## WHAT IS ASKED:
Gather every line of the records below that contains the word "canopy" and copy each one out.

[Stored items]

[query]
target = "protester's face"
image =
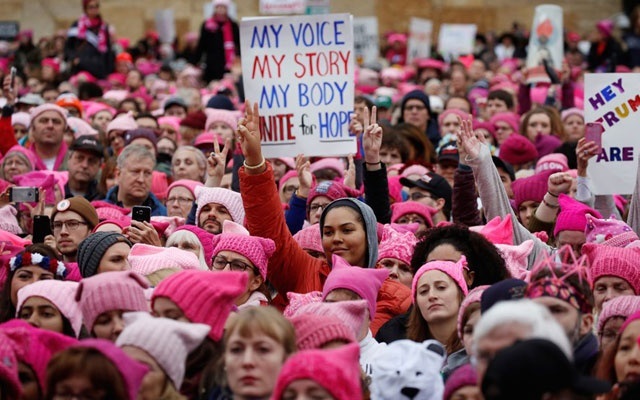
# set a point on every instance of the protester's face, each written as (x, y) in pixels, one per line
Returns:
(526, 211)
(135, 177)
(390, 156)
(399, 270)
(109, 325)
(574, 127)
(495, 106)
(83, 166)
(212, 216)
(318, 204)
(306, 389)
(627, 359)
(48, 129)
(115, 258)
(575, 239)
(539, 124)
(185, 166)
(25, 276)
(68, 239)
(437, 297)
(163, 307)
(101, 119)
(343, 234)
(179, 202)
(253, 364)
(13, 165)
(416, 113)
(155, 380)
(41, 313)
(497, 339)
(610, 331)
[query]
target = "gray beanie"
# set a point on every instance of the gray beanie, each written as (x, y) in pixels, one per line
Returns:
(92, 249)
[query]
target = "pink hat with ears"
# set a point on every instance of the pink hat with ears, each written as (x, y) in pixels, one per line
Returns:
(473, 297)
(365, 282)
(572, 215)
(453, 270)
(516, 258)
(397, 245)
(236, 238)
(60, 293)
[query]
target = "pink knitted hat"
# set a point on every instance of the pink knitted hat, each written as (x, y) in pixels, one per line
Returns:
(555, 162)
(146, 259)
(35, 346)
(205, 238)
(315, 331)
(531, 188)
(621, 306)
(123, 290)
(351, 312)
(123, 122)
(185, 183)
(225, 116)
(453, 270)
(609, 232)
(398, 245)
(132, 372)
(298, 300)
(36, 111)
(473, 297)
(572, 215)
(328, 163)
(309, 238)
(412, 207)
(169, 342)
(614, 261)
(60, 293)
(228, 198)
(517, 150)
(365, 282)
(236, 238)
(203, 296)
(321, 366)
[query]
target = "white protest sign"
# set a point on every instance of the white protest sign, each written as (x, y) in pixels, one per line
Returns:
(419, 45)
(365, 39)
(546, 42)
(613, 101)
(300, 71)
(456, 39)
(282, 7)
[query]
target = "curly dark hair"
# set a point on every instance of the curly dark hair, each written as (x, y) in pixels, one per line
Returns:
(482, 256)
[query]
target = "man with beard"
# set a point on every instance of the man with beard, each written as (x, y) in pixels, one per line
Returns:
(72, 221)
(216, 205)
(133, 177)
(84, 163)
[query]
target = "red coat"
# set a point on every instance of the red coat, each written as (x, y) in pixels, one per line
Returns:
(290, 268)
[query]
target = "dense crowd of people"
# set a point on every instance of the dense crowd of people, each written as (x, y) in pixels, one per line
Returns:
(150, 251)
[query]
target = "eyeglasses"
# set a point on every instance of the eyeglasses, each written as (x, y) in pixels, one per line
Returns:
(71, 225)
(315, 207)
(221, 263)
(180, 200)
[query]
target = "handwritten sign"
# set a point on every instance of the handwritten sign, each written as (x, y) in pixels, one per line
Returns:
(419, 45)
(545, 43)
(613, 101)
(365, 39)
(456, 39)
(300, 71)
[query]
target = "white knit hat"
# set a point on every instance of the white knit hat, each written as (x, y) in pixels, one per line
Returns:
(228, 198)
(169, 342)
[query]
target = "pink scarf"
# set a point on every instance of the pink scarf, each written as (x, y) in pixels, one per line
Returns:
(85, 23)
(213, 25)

--

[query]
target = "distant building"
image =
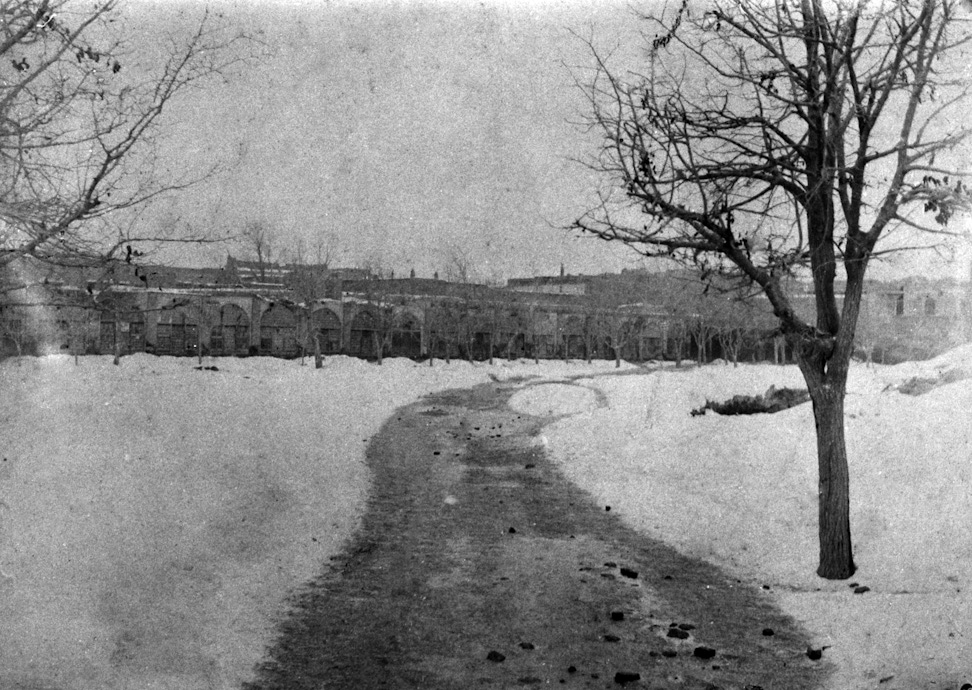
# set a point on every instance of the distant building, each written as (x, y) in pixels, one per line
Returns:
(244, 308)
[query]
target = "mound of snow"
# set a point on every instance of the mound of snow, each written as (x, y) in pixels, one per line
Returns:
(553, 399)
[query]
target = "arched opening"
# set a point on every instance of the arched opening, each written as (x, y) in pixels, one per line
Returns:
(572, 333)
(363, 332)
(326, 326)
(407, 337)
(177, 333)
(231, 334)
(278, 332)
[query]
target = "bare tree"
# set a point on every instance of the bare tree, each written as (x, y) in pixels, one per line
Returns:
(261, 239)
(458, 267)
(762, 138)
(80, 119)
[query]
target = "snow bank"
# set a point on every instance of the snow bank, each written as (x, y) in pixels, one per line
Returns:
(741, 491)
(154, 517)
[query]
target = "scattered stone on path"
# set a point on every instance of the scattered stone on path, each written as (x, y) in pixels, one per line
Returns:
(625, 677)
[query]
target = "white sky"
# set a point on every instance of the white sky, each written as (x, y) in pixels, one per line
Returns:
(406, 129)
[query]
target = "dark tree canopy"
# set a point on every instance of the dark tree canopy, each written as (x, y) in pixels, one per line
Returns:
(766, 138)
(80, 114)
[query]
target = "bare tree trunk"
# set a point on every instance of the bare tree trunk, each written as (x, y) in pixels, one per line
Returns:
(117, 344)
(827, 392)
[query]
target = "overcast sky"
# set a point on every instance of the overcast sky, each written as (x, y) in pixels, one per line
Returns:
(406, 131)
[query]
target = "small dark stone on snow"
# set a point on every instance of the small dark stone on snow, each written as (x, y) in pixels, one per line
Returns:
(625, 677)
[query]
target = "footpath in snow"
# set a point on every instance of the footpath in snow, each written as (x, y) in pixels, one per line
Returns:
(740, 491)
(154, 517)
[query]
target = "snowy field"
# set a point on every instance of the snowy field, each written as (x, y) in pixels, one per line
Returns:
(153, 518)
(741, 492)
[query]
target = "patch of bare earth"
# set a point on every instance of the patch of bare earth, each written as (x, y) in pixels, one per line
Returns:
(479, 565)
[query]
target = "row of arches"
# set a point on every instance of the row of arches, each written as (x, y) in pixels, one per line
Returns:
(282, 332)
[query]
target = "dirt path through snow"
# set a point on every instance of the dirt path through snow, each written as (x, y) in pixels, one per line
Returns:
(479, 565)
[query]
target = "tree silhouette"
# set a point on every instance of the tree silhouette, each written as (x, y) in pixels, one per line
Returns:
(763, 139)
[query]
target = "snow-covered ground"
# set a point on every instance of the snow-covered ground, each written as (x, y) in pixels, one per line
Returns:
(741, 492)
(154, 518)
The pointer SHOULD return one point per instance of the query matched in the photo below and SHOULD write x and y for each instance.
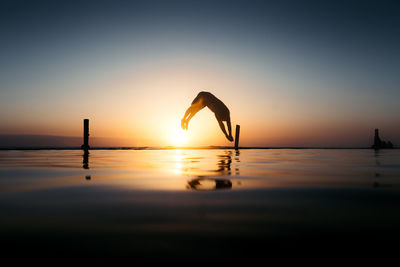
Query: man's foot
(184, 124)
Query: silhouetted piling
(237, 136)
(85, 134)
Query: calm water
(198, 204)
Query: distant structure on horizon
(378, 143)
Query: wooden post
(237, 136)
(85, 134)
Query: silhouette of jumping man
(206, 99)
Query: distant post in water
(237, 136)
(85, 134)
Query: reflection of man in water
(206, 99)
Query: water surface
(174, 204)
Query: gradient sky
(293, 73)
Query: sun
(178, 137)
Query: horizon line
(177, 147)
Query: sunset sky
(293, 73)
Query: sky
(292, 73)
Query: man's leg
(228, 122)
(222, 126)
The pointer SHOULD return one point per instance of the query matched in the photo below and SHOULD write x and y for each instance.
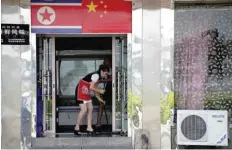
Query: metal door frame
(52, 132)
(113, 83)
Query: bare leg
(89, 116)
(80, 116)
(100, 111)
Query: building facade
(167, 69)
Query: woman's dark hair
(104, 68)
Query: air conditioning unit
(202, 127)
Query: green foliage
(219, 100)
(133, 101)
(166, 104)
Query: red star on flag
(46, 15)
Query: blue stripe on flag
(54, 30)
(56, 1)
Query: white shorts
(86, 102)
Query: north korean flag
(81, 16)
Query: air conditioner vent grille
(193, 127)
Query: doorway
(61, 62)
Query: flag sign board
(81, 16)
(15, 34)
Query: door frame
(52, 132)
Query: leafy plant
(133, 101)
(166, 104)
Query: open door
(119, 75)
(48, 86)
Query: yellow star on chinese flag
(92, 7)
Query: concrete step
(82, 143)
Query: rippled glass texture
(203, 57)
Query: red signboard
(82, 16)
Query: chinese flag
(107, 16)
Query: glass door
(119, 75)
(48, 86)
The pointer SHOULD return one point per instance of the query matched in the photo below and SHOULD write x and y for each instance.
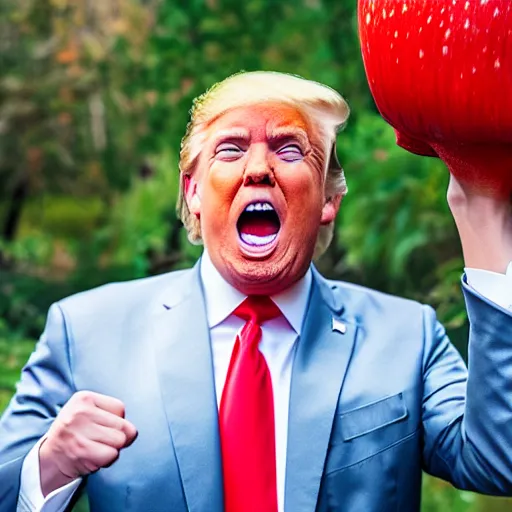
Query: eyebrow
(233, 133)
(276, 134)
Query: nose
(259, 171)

...

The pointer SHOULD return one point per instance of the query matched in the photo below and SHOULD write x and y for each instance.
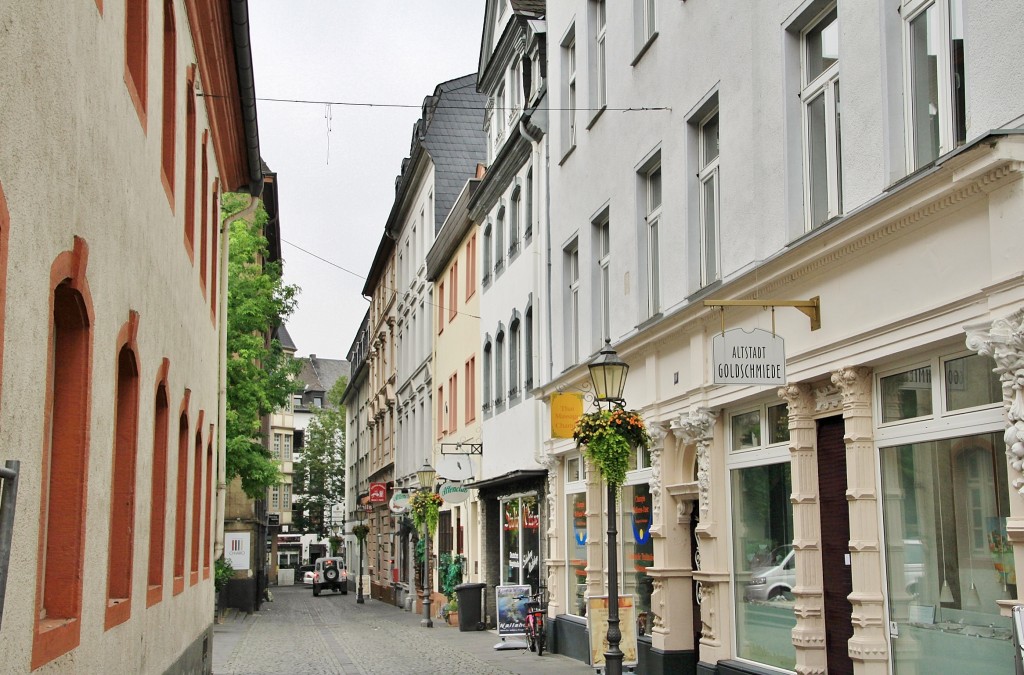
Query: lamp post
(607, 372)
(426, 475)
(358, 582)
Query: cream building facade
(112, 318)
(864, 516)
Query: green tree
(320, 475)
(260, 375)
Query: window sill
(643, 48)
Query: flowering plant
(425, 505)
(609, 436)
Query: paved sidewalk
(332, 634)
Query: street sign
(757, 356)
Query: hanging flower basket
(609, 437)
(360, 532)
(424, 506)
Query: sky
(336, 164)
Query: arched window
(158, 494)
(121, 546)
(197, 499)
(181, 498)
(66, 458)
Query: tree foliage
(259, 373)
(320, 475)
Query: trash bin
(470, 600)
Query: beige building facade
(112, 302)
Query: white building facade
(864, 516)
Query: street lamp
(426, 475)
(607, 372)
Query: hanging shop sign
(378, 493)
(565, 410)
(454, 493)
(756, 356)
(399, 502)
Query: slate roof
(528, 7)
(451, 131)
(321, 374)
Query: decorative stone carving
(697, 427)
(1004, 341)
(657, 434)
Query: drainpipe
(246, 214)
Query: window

## RIGHT ANSWER:
target = "dark tree canopy"
# set a point on every instance of the dark tree canopy, each written as (x, y) in pixels, one per line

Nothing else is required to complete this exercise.